Your assignment: Reproduce every row below verbatim, leaving out the pictures.

Data:
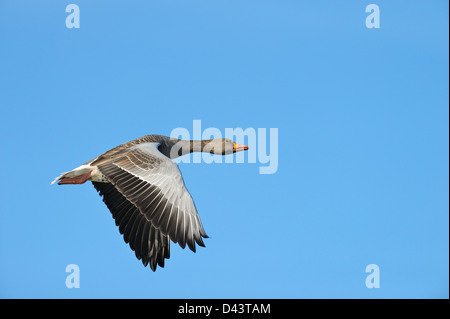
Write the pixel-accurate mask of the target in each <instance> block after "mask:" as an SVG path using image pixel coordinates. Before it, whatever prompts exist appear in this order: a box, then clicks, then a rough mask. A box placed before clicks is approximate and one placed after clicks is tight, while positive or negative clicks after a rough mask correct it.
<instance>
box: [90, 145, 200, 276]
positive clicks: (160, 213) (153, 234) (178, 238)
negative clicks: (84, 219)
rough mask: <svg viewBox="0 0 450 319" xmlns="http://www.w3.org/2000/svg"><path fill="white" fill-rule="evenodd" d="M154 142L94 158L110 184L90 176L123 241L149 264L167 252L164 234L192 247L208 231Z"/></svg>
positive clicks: (187, 194)
mask: <svg viewBox="0 0 450 319" xmlns="http://www.w3.org/2000/svg"><path fill="white" fill-rule="evenodd" d="M157 147H158V143H141V144H137V145H134V146H132V147H130V148H128V149H127V150H125V151H123V152H120V153H118V154H116V156H112V157H111V158H109V159H106V160H104V161H102V162H101V163H98V165H97V167H98V169H99V170H100V172H101V173H102V174H103V175H105V176H106V177H107V178H108V180H109V181H110V183H111V184H112V186H113V187H111V186H105V185H99V184H102V183H97V182H93V183H94V186H95V188H96V189H97V190H98V191H99V192H100V195H102V196H103V201H104V202H105V203H106V205H107V206H108V208H109V209H110V211H111V213H112V214H113V217H114V219H115V220H116V224H117V225H118V226H119V231H120V232H121V233H122V234H124V239H125V241H126V242H129V243H130V247H131V249H133V250H134V251H135V253H136V257H137V258H139V259H142V262H143V263H144V265H146V264H147V263H148V262H150V266H151V268H152V269H153V270H155V269H156V263H158V264H159V265H160V266H163V265H164V258H169V244H170V243H169V239H171V240H172V241H173V242H174V243H179V245H180V246H181V247H182V248H185V246H186V244H187V245H188V247H189V248H190V249H191V250H192V251H194V252H195V251H196V248H195V243H197V244H198V245H200V246H204V243H203V240H202V237H203V238H207V237H208V236H207V235H206V233H205V231H204V229H203V226H202V224H201V221H200V218H199V215H198V213H197V209H196V207H195V204H194V201H193V200H192V197H191V195H190V194H189V192H188V191H187V189H186V187H185V185H184V181H183V177H182V176H181V172H180V170H179V169H178V166H177V164H175V163H174V162H173V161H172V160H171V159H169V158H168V157H166V156H165V155H163V154H162V153H161V152H160V151H159V150H158V148H157ZM103 184H106V185H111V184H109V183H103ZM153 267H154V268H153Z"/></svg>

Result of this task:
Write the pixel-accurate mask of the target in each <instance> block after "mask:" as an SVG path using image pixel coordinates. Before it, whatever prompts exist appear in this order: a box, then clicks, then a rough mask. A box placed before clicks is approximate and one placed after clicks is tight, while positive or negative clicks after a rough mask correct it.
<instance>
box: [90, 145, 200, 276]
positive clicks: (160, 213) (153, 234) (178, 238)
negative clicks: (84, 219)
rough mask: <svg viewBox="0 0 450 319" xmlns="http://www.w3.org/2000/svg"><path fill="white" fill-rule="evenodd" d="M154 142L94 158L110 184L90 176L123 241L149 264L167 252L164 234L192 247L208 231Z"/></svg>
positive clicks: (187, 194)
mask: <svg viewBox="0 0 450 319" xmlns="http://www.w3.org/2000/svg"><path fill="white" fill-rule="evenodd" d="M157 147H158V143H141V144H137V145H134V146H132V147H130V148H128V149H127V150H125V151H123V152H120V153H118V154H116V156H112V157H111V158H109V159H106V160H104V161H102V162H101V163H98V165H97V167H98V169H99V170H100V172H101V173H102V174H103V175H105V176H106V177H107V178H108V180H109V181H110V183H111V184H112V186H113V187H111V186H105V185H99V184H102V183H97V182H93V183H94V186H95V188H96V189H97V190H98V191H99V192H100V195H102V196H103V201H104V202H105V203H106V205H107V206H108V208H109V209H110V211H111V213H112V214H113V217H114V219H115V220H116V224H117V225H118V226H119V231H120V232H121V233H122V234H124V239H125V241H126V242H129V243H130V247H131V249H133V250H134V251H135V253H136V257H137V258H139V259H142V262H143V263H144V265H146V264H147V263H148V262H150V266H151V268H152V269H153V270H155V269H156V263H158V264H159V265H160V266H163V265H164V258H169V244H170V243H169V239H171V240H172V241H173V242H174V243H179V245H180V246H181V247H182V248H185V246H186V244H187V245H188V247H189V248H190V249H191V250H192V251H194V252H195V251H196V248H195V243H197V244H198V245H200V246H204V243H203V240H202V237H203V238H207V237H208V236H207V235H206V233H205V231H204V229H203V226H202V224H201V221H200V218H199V215H198V213H197V209H196V207H195V204H194V201H193V200H192V197H191V195H190V194H189V192H188V191H187V189H186V187H185V185H184V181H183V177H182V176H181V172H180V170H179V169H178V166H177V164H175V163H174V162H173V161H172V160H171V159H169V158H168V157H166V156H165V155H163V154H162V153H161V152H160V151H159V150H158V148H157ZM103 184H106V185H111V184H109V183H103ZM153 267H154V268H153Z"/></svg>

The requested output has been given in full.